## Prompt
Report how many lines in the records hold the string "silver"; give the number and nothing else.

## Available data
::::::::::

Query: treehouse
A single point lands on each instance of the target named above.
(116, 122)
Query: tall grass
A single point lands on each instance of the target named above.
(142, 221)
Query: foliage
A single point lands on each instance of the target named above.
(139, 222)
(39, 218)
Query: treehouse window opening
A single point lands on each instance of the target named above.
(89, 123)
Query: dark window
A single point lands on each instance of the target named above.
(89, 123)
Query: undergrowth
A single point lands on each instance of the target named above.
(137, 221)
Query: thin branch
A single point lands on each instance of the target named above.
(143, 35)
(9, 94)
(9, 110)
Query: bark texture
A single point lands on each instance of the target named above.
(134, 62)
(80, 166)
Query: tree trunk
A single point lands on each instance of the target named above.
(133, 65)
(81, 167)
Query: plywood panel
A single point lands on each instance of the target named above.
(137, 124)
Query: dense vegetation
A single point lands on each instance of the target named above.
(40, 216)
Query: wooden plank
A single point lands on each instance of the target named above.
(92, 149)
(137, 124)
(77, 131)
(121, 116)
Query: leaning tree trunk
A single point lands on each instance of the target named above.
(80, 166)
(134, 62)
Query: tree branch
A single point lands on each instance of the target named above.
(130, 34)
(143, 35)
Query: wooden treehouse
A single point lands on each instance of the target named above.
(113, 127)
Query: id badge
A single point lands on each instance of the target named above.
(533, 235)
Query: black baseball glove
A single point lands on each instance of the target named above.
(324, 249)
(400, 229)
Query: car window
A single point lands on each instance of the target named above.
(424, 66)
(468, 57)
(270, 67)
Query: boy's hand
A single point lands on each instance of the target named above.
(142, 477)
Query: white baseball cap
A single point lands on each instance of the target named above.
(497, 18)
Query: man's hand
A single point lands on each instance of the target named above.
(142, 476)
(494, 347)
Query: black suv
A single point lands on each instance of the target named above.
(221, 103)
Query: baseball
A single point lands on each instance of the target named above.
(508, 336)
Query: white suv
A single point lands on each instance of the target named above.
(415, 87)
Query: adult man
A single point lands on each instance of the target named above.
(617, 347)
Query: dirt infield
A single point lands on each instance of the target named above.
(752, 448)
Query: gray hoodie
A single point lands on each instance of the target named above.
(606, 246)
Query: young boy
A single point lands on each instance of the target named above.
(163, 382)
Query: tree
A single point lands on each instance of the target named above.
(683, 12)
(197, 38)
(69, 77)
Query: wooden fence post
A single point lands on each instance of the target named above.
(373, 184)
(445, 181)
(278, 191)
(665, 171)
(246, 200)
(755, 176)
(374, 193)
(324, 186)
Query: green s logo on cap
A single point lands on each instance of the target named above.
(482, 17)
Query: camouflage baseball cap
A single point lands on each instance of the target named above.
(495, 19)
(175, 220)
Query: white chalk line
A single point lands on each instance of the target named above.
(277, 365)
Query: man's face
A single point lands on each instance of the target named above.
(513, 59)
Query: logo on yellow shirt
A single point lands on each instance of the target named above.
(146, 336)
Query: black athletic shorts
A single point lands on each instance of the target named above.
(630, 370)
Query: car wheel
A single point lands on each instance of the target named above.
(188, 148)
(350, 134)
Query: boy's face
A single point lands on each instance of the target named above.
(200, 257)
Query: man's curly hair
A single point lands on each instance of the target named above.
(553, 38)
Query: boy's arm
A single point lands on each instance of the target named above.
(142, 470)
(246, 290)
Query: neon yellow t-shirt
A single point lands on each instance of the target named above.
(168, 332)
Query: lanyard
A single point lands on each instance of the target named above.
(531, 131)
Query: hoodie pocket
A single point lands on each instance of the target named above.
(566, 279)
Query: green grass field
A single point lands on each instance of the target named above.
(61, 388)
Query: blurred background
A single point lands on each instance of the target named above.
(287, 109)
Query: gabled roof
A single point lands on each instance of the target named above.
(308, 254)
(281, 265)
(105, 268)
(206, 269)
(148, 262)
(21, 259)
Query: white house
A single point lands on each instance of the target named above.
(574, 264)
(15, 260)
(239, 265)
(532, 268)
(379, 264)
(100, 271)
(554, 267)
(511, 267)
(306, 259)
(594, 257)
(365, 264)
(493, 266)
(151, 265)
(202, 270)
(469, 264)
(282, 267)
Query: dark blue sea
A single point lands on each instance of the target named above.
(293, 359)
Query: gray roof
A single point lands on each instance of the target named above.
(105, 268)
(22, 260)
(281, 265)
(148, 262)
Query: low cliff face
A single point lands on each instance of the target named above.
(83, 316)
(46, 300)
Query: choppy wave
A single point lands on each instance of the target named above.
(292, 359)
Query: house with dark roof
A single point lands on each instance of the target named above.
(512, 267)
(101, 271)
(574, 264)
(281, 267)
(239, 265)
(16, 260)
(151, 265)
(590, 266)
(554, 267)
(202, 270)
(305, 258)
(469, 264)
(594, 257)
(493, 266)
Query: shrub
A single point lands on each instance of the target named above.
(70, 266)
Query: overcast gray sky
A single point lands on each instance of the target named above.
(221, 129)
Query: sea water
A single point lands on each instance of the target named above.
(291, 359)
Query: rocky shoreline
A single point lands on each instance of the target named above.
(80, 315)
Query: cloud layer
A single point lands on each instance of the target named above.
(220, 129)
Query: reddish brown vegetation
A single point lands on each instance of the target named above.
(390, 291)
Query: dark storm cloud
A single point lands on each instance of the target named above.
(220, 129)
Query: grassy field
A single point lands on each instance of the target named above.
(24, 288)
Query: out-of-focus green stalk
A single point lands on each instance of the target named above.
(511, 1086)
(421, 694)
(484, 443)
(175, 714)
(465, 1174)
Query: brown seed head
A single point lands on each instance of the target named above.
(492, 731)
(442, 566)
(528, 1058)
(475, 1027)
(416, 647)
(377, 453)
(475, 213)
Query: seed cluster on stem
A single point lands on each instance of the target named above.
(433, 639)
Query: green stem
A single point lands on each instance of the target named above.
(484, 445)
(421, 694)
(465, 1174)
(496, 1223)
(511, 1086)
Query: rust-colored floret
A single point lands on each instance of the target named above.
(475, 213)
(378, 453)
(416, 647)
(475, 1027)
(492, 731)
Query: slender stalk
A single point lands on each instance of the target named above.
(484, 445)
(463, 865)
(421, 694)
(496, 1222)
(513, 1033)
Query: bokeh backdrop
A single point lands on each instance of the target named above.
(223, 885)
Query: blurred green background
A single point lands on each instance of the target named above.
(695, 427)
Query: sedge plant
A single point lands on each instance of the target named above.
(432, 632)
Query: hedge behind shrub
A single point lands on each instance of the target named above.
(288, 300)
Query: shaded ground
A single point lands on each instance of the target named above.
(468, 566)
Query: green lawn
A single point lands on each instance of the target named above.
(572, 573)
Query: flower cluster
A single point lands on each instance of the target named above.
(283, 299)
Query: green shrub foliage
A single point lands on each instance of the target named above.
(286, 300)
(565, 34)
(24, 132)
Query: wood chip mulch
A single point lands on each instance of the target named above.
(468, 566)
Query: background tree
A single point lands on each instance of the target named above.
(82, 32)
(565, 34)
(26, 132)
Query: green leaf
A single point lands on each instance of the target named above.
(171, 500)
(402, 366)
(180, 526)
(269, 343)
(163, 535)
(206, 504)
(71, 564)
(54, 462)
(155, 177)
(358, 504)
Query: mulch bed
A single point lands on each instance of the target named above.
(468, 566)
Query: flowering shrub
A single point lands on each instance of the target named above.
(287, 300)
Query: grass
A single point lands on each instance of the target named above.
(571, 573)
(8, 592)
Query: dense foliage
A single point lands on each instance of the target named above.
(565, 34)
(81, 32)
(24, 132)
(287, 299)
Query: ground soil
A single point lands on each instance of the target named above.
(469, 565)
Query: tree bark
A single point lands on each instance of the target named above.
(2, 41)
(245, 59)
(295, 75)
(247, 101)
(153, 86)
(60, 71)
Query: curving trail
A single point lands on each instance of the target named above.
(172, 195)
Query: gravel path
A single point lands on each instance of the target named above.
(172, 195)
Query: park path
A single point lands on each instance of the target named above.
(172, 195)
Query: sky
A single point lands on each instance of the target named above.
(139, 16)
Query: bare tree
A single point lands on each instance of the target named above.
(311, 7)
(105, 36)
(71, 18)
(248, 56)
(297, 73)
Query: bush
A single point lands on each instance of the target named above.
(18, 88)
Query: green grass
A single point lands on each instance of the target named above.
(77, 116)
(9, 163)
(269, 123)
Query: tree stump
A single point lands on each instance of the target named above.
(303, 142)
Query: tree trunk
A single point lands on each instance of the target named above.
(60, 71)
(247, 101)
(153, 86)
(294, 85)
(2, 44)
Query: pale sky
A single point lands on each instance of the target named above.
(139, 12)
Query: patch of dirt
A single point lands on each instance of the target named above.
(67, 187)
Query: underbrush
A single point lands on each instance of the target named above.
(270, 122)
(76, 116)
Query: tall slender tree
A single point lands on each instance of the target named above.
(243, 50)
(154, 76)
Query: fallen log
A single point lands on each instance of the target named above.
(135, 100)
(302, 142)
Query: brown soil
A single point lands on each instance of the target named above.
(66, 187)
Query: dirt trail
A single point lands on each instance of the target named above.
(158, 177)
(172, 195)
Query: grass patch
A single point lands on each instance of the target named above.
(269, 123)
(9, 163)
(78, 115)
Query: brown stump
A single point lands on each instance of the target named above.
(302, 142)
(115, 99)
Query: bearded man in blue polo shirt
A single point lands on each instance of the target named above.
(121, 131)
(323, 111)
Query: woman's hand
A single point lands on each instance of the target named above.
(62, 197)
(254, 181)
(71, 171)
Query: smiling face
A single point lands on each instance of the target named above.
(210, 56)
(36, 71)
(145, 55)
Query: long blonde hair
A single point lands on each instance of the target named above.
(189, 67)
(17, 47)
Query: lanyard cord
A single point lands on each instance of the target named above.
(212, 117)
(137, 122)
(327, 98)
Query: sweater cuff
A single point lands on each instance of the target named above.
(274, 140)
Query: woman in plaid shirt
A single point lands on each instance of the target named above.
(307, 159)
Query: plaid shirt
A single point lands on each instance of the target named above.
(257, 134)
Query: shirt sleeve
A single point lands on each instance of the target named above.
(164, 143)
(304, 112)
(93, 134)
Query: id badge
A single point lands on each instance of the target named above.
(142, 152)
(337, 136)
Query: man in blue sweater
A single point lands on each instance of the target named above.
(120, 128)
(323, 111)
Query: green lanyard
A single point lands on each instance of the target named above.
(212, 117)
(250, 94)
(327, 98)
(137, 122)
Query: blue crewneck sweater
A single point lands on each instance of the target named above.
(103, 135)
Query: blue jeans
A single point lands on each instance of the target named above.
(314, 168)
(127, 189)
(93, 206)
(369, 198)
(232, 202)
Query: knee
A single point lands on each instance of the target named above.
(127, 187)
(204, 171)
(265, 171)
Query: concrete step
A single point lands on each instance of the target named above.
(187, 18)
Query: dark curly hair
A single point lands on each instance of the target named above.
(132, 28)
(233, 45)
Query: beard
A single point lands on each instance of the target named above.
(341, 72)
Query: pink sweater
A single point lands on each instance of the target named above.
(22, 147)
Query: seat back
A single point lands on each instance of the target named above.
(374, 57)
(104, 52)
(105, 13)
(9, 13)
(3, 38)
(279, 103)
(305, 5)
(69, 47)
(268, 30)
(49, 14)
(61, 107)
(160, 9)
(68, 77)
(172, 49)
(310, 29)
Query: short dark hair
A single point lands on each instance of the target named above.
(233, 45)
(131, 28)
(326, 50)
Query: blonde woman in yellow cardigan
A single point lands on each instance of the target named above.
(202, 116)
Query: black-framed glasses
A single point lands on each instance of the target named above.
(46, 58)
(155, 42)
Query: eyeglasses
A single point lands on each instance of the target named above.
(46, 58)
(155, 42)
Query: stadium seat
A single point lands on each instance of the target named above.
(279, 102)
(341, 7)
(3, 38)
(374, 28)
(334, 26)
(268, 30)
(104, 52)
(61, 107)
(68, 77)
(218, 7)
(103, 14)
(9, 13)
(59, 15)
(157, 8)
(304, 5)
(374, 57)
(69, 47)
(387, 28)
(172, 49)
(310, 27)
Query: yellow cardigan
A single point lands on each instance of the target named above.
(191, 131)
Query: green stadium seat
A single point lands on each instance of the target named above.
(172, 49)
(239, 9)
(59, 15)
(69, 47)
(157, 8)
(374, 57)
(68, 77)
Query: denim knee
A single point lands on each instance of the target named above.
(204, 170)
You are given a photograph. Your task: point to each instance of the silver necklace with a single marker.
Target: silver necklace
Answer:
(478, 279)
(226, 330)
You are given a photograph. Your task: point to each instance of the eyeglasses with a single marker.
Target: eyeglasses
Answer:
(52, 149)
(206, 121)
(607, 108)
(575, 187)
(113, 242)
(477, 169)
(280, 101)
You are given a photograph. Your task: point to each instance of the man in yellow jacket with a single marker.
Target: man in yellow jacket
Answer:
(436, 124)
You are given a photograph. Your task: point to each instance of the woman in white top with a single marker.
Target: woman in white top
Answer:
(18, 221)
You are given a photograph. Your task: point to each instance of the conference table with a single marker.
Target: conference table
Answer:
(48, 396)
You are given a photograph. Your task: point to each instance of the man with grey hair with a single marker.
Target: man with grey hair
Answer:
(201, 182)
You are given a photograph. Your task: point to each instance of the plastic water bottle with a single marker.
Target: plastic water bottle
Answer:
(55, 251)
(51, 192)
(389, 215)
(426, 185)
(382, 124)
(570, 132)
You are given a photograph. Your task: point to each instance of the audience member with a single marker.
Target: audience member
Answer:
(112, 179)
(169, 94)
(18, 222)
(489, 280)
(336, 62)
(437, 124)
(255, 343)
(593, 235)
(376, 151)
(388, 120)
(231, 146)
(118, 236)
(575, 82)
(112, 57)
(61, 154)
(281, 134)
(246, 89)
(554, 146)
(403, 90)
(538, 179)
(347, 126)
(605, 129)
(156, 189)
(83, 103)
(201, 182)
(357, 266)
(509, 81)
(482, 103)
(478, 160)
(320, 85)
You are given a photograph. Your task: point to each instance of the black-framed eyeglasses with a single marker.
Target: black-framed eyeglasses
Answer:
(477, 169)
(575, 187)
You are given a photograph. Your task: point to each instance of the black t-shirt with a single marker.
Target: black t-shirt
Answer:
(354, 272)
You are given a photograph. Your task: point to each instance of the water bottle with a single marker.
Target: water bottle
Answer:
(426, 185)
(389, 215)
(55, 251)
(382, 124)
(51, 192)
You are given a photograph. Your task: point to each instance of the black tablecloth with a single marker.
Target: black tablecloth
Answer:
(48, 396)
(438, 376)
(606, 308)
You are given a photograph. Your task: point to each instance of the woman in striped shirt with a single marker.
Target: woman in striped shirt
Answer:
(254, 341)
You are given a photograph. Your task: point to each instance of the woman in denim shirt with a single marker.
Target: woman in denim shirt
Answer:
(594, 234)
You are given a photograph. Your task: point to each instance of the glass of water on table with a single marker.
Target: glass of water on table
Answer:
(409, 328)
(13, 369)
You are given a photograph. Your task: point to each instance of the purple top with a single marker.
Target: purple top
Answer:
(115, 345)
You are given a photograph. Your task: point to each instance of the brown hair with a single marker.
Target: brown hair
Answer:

::::::::::

## Exercise answer
2